Start of Extracted entries
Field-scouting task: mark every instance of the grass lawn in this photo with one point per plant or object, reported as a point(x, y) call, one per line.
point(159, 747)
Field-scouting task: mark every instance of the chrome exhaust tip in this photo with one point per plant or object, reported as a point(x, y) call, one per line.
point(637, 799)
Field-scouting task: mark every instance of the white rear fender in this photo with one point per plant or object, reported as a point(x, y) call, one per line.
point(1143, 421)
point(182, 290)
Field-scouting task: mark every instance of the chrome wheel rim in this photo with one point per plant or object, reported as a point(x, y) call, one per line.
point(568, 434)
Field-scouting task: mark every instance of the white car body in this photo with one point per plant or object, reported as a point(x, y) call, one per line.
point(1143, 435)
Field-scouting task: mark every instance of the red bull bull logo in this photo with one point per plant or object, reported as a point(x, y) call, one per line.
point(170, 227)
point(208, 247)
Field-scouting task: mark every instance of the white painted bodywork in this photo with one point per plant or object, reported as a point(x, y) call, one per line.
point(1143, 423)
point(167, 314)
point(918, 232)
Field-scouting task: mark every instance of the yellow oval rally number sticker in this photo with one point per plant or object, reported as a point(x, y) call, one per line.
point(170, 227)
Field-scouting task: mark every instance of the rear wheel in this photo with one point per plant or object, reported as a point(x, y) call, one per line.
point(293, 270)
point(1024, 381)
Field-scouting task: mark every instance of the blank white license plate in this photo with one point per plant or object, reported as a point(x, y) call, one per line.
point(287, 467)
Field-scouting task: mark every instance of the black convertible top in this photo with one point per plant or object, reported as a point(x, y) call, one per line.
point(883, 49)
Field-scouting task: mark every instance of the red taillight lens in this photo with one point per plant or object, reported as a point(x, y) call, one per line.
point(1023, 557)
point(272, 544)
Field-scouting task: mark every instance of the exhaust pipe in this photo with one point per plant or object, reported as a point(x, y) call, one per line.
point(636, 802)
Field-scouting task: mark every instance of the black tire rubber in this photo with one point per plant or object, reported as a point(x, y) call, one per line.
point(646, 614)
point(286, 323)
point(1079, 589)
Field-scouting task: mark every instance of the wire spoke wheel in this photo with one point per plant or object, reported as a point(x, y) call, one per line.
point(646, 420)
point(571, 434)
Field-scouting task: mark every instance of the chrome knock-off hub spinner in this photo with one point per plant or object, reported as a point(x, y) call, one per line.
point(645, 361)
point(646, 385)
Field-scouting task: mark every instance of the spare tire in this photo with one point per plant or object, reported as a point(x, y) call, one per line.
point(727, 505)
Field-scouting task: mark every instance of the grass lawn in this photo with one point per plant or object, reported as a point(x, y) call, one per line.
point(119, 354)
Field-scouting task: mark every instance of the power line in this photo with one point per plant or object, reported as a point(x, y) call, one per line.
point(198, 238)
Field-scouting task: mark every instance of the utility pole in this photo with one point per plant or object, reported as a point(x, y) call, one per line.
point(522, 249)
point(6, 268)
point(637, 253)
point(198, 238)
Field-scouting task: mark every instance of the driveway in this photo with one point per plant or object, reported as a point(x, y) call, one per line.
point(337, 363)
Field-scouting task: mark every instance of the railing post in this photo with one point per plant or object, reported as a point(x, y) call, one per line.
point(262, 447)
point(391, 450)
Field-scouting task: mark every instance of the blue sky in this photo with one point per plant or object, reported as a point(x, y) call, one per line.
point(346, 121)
End of Extracted entries
Assignment
Return the lines from the one containing "Field-scouting task: mark every instance of the driveway" through the last line of the records. Include both ends and nothing else.

Task response
Field-scouting task: mark every instance of the driveway in this photo with one point per plant or object, reported as a point(x, y) call, one per line.
point(337, 363)
Field-scouting task: mark every instance of the railing post in this photo with one point per plant or object, reported as a point(x, y) call, one per line.
point(262, 447)
point(391, 450)
Field-scouting task: mark every instance of the blue sky in this photo with one point per plant or object, reported as a point(x, y) call, one per line.
point(346, 121)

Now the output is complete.